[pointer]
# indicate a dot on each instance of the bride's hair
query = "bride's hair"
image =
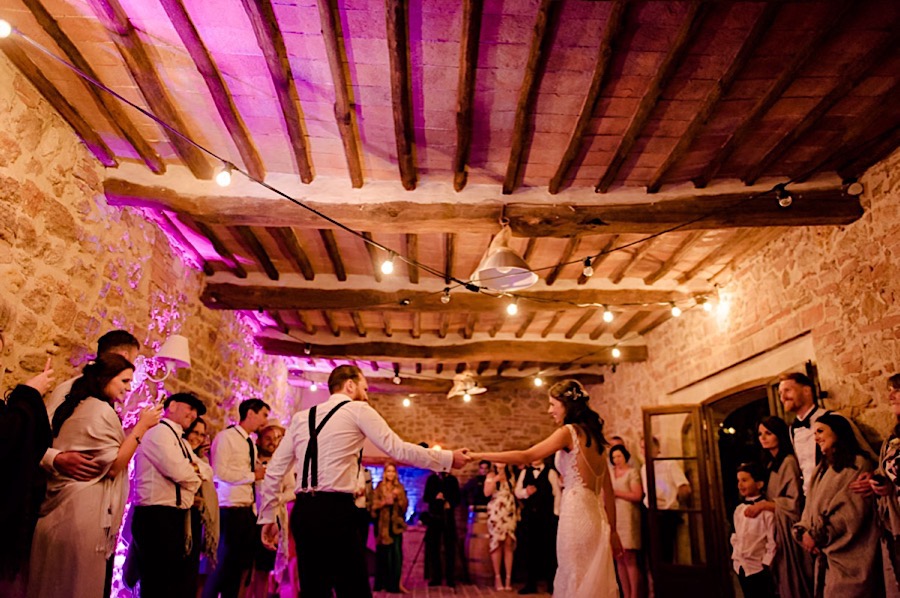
(575, 400)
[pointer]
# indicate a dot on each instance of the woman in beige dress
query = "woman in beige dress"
(626, 483)
(79, 521)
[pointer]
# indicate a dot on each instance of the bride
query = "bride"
(587, 540)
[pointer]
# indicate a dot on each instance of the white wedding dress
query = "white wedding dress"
(586, 568)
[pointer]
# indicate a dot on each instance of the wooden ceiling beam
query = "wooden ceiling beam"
(600, 257)
(287, 242)
(570, 249)
(639, 252)
(700, 212)
(12, 48)
(614, 26)
(344, 109)
(226, 295)
(687, 33)
(147, 78)
(675, 258)
(397, 17)
(334, 254)
(271, 42)
(754, 38)
(852, 75)
(465, 94)
(218, 90)
(223, 251)
(835, 19)
(249, 240)
(109, 106)
(555, 351)
(541, 41)
(412, 254)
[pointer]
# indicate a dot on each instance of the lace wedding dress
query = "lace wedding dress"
(586, 568)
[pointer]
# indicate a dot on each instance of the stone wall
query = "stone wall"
(73, 268)
(841, 284)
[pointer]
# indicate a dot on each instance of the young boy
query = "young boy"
(753, 539)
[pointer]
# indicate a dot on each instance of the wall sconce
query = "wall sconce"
(173, 354)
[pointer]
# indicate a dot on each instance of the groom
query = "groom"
(326, 442)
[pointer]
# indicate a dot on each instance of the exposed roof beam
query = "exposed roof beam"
(555, 351)
(852, 75)
(397, 17)
(221, 97)
(614, 25)
(95, 144)
(836, 18)
(147, 78)
(281, 296)
(760, 27)
(465, 94)
(287, 241)
(541, 40)
(109, 106)
(344, 111)
(248, 238)
(334, 254)
(687, 33)
(271, 42)
(727, 210)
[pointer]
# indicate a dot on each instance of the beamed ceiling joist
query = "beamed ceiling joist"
(728, 210)
(556, 352)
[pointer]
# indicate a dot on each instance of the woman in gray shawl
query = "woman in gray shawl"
(793, 566)
(79, 522)
(838, 524)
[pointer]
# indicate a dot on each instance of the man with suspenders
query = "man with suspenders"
(326, 442)
(166, 477)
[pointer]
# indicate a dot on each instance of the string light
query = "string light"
(387, 266)
(607, 315)
(223, 177)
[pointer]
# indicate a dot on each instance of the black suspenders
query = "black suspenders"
(311, 458)
(186, 455)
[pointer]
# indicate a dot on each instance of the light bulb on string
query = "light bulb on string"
(223, 177)
(588, 270)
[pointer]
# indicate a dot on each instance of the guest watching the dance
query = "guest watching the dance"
(885, 486)
(626, 482)
(76, 535)
(793, 566)
(753, 540)
(837, 525)
(24, 437)
(389, 504)
(502, 520)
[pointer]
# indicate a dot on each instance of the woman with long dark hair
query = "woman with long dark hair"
(586, 542)
(837, 526)
(79, 521)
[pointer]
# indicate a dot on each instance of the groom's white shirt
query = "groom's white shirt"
(339, 444)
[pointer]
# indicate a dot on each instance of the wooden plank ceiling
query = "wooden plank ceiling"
(646, 136)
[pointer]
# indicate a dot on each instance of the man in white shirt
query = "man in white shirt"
(167, 475)
(325, 442)
(74, 464)
(538, 488)
(237, 472)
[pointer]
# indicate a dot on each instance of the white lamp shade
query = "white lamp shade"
(175, 352)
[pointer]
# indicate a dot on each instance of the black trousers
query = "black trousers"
(159, 536)
(235, 554)
(330, 551)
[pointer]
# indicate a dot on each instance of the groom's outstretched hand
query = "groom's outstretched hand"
(460, 458)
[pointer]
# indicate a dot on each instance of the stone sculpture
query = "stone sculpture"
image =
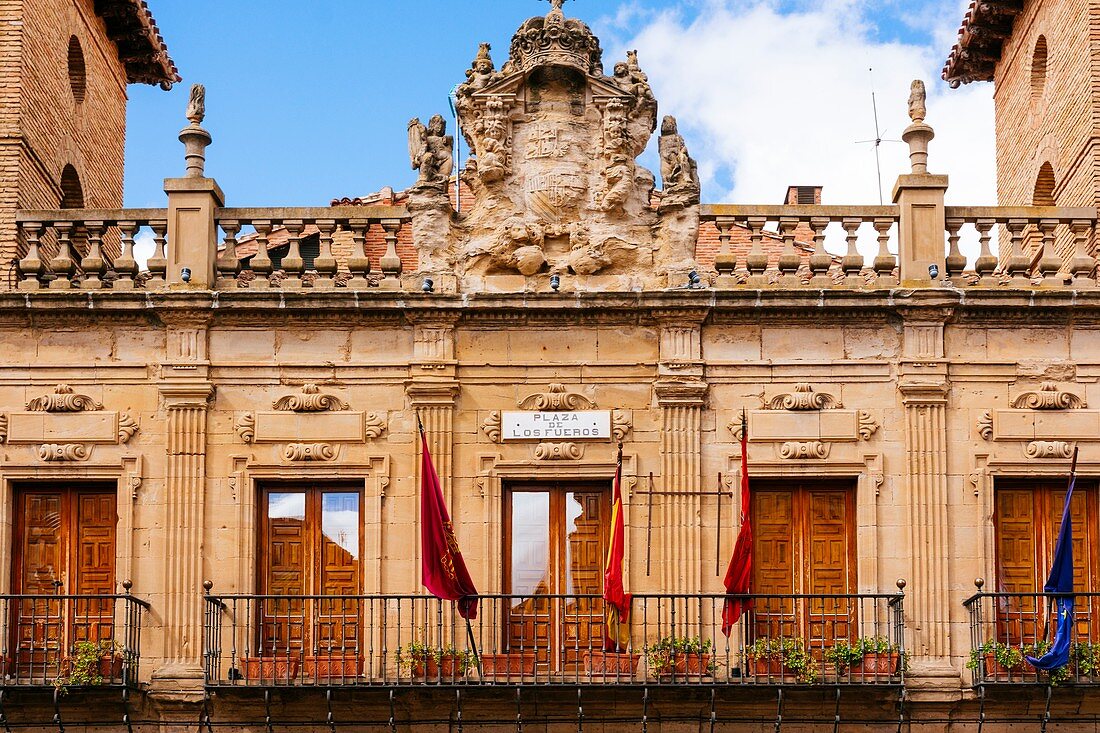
———
## DESCRIPTION OF THE TASK:
Collect every line of the records that contains the word "hand".

## PROBLEM SOLUTION:
# indicate a dot on each instance of the groom's outstretched hand
query = "groom's outstretched hand"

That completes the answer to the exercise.